_INSTRUCTIONS FOR THE TASK_:
All lines in the entries below that hold "house" make up the answer.

··· DATA SUPPLIED

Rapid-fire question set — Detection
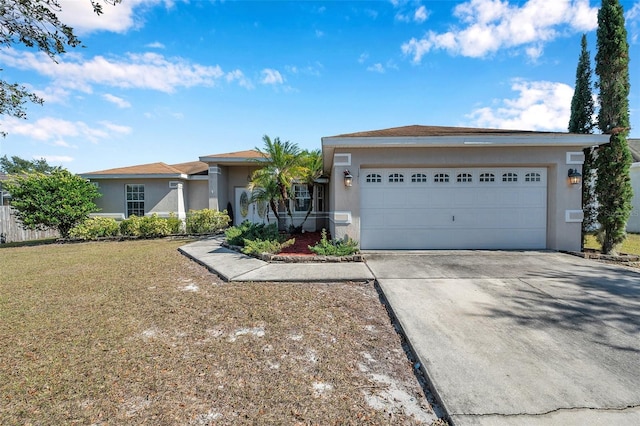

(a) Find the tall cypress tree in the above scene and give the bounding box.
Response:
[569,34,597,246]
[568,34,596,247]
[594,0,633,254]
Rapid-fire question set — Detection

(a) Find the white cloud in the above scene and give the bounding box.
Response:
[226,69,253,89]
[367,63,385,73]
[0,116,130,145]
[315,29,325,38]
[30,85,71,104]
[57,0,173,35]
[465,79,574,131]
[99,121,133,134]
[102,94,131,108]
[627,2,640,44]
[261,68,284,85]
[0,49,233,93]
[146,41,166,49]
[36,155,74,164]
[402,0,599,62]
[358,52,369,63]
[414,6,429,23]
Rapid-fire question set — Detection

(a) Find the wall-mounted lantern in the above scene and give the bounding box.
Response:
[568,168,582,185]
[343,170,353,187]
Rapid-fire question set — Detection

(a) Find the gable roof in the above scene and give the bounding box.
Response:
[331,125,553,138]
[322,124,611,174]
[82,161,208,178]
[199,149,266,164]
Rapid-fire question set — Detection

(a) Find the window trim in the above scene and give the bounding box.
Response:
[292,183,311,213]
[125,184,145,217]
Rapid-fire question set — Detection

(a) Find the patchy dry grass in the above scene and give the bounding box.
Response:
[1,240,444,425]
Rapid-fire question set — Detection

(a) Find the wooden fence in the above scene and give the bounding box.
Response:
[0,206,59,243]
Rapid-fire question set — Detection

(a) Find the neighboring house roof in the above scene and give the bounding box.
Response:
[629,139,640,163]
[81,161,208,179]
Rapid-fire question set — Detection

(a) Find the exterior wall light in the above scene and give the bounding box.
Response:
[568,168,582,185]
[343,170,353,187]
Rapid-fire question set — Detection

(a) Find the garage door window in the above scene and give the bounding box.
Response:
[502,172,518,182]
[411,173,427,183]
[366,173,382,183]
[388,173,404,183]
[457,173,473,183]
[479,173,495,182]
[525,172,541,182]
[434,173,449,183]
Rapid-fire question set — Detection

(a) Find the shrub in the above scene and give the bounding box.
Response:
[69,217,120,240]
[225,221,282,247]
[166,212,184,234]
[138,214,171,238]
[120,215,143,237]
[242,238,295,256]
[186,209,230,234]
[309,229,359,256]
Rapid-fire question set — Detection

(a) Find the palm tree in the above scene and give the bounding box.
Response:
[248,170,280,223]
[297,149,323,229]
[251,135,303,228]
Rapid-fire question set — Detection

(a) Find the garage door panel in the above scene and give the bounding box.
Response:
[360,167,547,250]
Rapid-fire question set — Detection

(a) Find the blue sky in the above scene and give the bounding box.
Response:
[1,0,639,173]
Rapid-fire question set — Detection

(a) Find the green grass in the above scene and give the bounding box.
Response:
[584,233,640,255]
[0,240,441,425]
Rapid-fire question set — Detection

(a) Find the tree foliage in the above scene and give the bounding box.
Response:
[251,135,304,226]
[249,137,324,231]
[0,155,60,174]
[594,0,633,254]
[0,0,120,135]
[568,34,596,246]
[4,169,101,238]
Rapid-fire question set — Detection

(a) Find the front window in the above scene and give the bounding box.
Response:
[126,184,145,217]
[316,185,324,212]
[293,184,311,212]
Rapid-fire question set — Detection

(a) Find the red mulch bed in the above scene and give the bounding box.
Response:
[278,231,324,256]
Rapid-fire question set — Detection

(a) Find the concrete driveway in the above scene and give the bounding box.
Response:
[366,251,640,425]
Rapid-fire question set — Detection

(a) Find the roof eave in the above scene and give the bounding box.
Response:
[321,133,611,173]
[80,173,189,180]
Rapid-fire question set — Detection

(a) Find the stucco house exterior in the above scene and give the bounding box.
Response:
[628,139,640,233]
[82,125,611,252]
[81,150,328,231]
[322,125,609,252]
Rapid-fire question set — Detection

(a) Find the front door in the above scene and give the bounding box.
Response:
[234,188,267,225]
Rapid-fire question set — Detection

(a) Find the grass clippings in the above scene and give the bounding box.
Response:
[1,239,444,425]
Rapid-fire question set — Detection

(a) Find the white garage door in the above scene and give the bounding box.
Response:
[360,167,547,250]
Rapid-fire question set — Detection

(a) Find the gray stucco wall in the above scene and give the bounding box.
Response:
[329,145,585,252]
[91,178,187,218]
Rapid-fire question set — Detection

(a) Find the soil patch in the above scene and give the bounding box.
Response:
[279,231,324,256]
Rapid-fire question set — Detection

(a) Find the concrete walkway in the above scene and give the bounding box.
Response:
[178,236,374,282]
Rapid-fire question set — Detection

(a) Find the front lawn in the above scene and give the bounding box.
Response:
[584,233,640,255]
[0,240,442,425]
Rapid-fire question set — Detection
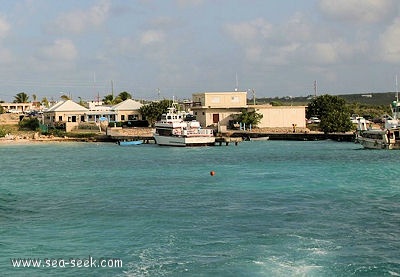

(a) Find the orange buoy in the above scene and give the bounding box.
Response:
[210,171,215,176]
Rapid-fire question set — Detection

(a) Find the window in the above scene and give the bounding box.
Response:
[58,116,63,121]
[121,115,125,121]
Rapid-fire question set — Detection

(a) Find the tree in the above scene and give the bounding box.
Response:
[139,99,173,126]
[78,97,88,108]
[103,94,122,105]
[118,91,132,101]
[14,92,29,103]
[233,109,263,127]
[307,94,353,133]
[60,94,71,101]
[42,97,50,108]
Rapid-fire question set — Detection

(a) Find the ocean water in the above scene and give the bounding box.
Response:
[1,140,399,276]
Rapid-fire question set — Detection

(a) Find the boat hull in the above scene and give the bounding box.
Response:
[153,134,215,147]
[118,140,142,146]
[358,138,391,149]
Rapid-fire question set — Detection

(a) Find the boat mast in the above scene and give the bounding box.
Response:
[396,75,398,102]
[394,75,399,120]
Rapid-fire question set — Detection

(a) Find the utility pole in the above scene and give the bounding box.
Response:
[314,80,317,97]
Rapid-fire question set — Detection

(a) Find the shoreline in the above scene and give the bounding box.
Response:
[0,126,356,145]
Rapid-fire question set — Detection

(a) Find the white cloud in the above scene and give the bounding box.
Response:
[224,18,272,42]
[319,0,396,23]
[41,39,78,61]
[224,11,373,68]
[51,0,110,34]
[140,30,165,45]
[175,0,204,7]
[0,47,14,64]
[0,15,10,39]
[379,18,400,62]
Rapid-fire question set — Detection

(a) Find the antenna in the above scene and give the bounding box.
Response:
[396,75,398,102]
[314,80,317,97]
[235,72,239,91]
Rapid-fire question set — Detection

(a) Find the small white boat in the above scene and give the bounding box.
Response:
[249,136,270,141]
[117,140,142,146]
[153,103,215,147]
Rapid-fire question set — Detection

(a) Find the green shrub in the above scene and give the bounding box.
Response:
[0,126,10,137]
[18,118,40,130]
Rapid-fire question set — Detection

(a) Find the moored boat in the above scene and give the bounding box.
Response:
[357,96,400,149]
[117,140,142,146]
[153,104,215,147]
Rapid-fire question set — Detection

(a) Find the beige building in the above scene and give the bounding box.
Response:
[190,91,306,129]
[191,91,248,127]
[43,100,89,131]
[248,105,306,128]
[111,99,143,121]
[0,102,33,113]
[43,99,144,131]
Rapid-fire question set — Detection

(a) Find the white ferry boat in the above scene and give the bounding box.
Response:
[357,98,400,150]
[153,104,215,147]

······
··· DATA SUPPLIED

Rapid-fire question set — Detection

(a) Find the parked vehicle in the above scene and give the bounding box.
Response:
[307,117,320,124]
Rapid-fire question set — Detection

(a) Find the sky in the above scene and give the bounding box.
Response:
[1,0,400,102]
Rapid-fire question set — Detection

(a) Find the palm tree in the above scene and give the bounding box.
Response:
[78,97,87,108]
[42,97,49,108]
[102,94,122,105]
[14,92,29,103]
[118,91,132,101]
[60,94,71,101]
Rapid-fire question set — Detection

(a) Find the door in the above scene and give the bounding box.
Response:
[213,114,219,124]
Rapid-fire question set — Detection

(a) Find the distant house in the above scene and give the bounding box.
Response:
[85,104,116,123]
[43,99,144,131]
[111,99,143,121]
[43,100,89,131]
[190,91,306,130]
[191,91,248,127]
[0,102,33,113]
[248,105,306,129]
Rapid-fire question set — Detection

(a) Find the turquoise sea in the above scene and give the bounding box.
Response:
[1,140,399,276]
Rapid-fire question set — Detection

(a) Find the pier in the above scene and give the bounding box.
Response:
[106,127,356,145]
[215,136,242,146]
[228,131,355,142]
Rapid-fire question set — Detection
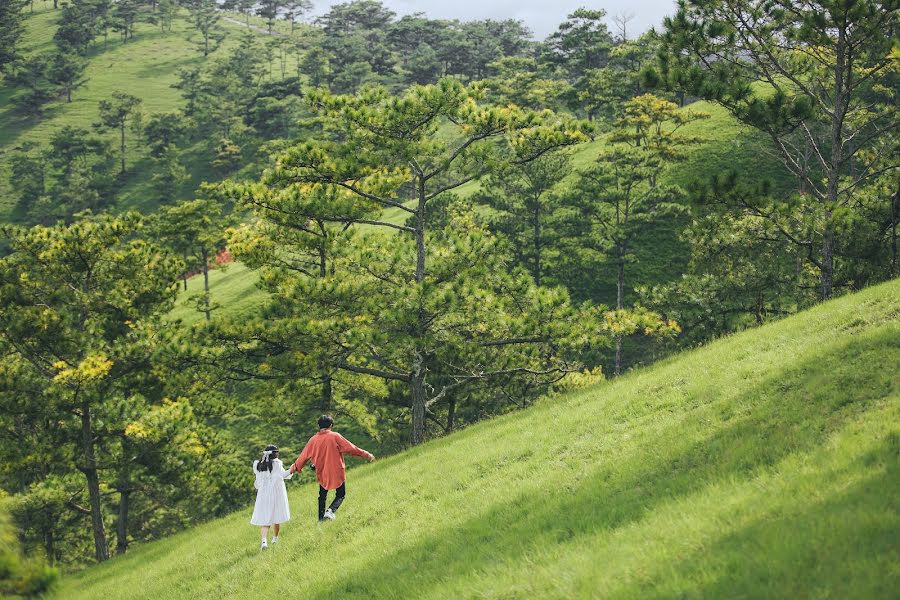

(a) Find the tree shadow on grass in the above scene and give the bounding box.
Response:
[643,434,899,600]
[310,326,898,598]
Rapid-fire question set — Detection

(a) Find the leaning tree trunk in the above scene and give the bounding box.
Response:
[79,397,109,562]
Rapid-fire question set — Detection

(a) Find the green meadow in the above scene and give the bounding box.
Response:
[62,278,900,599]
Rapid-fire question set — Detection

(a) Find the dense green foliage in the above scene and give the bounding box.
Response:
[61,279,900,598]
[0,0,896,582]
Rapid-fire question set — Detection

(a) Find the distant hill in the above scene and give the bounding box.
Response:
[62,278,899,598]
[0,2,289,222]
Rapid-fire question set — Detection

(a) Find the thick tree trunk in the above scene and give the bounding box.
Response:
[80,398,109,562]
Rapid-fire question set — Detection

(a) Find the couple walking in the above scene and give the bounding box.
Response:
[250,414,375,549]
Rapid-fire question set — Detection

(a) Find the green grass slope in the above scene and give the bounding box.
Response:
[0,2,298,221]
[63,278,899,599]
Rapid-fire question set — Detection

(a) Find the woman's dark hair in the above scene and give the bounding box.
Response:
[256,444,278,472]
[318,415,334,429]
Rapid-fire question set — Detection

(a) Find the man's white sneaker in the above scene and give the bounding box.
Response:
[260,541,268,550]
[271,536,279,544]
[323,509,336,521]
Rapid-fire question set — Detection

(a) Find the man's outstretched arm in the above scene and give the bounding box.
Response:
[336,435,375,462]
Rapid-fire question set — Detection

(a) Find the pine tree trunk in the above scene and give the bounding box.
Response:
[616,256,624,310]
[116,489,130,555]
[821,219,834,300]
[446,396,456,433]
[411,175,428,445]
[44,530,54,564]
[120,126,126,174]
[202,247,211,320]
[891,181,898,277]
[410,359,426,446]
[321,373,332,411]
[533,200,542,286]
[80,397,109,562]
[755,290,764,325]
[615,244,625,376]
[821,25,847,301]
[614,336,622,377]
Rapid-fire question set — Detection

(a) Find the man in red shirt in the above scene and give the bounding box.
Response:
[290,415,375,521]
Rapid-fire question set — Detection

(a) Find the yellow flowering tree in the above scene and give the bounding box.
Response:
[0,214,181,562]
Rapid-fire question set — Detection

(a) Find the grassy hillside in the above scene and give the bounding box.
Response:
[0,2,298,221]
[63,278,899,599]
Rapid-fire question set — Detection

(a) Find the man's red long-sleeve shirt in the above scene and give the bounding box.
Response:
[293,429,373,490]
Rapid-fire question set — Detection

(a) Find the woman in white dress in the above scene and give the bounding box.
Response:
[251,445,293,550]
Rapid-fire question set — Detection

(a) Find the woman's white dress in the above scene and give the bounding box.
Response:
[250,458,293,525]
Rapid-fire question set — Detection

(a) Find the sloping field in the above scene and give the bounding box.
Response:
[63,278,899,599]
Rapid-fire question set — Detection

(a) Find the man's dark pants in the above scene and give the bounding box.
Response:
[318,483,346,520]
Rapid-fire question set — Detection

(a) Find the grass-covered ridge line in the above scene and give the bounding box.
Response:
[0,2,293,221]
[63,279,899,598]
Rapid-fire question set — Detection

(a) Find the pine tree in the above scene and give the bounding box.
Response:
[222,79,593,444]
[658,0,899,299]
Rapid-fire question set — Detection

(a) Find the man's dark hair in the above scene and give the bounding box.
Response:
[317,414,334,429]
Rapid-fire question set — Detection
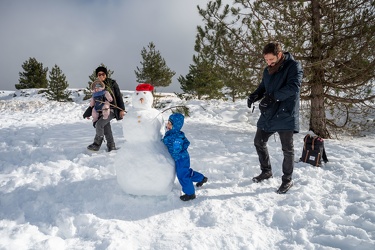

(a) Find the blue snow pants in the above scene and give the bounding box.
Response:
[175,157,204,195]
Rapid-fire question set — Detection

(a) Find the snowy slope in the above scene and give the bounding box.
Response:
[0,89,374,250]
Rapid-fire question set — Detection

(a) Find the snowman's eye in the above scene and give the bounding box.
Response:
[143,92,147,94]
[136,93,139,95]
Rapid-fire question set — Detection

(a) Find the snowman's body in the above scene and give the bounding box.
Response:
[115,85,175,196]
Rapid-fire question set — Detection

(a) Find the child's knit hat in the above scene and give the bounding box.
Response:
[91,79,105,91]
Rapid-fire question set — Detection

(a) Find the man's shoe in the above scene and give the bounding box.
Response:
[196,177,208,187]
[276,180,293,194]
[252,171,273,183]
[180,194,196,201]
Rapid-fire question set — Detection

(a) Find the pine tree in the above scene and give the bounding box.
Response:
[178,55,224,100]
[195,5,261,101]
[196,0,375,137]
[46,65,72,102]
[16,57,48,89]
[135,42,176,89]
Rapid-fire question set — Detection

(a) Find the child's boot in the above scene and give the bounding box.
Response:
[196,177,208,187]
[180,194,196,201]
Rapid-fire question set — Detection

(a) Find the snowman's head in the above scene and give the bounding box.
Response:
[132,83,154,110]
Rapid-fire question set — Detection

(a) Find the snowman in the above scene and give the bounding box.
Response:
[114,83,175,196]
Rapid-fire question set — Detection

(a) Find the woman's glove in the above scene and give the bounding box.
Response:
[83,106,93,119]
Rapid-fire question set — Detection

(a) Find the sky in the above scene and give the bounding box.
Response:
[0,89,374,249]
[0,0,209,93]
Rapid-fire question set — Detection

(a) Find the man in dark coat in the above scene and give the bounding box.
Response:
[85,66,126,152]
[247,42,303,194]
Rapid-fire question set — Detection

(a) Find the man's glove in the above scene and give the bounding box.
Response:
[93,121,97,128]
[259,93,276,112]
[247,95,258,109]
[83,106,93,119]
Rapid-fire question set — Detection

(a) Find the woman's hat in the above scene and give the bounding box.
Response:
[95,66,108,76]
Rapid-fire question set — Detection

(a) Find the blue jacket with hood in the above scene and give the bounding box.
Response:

······

_RESULT OF THE EXERCISE_:
(a) Find the neighboring house roof in the above scene and give the bounding box.
(a) Find the stucco house exterior in the above scene and give the bounding box.
(a) Find the distant house in the above scene and give the bounding box.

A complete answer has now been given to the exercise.